- Problem:
Please answer these questions from the forum thread on chunking:
(a) How large is the container mentioned in the first comment?
(b) What tool has the commenter asking about PDFs been using?
(c) What email address does the reply offer for further discussion?

- Source extract:
Similar to you I saw a lot of bloated projects out there. Mine is 90mb container.
I want to do what your project does but in addition have extensions for every day apps that index into a db.
Your private database for all ai interactions.
I also have a cloud version using the mcp auth spec, but it’s all for fun and probably not worth releasing.
Do you have any plans to do further use cases such as this?
What's the story for chunking PDFs?
We've been using Marker and handling markdown->chunks manually.
When a user works with our agent, they may end up with a large conversation thread (e.g. 200k+ tokens) with many SQL snippets, query results and database metadata (e.g. table and column info).
For example, if they ask "show me any companies that were heavily engaged at one point, but I haven't talked to in the last 90 days". This will pull in their schema (e.g. Hubspot), run a bunch of SQL, show them results, etc.
I want to allow the agent to search previous threads for answers so they don't need to have the conversation again, but chunking up the existing thread is non-trivial (e.g. you don't want to separate the question and answer, you may want to remove errors while retaining the correction, etc.).
Do you have any plans to support "auto chunking" for AI message[0] threads?
0 - e.g. https://platform.openai.com/docs/api-reference/messages/crea...
Double clicking on this, are these messages you’d want to drop from memory because they’re not part of the actual content (e.g. execution errors or warnings)? That kind of cleanup is something Chonkie can help with as a pre-processing step.
If you can share an example structure of your message threads, I can give more specific guidance. We've seen folks use Chonkie to chunk and embed AI chat threads — treating the resulting vector store as long-term memory. That way, you can RAG over past threads to recover context without redoing the conversation.
P.S. If HN isn’t ideal for going back and forth, feel free to send me an email at shreyash@chonkie.ai.

[Records from a data source]
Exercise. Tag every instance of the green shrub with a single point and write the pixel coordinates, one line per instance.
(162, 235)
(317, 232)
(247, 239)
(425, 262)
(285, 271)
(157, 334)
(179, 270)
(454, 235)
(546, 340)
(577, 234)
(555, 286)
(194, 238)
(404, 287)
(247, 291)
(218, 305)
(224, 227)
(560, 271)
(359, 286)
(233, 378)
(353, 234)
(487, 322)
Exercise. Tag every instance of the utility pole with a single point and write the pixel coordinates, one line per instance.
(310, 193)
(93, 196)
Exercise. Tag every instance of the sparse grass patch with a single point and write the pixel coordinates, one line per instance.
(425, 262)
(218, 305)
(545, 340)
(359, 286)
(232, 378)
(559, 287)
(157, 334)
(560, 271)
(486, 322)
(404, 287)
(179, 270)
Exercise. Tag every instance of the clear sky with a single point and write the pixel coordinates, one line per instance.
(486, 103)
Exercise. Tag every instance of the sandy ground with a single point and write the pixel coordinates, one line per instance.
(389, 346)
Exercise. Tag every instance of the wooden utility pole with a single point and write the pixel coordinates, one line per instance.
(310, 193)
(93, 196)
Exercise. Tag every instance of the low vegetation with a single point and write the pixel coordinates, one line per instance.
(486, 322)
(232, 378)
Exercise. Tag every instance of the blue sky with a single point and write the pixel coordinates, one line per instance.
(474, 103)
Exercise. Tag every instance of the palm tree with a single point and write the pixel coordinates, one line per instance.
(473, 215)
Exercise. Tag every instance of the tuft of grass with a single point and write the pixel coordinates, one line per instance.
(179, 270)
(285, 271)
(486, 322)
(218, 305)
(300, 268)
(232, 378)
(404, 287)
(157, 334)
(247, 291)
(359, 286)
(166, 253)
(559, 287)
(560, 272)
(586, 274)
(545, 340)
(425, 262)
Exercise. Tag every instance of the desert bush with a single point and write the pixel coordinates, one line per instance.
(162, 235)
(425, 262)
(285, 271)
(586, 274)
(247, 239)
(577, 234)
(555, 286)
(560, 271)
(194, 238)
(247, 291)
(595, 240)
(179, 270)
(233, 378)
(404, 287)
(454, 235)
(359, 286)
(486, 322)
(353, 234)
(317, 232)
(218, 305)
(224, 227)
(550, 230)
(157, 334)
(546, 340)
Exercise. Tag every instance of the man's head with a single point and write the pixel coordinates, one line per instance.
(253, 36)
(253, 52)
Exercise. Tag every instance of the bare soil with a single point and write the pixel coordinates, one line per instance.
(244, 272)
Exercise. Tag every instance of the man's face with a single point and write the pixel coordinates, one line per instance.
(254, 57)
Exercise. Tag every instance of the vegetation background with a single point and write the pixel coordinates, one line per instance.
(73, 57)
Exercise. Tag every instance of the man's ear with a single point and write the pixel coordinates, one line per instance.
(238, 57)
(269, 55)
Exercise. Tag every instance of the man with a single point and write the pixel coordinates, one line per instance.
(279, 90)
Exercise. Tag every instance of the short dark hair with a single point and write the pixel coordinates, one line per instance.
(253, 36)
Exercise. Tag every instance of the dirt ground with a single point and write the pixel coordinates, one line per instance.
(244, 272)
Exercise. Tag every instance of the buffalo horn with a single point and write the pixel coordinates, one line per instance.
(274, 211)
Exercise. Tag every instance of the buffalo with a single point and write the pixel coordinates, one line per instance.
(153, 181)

- Solution for this problem:
(a) 90mb
(b) Marker
(c) shreyash@chonkie.ai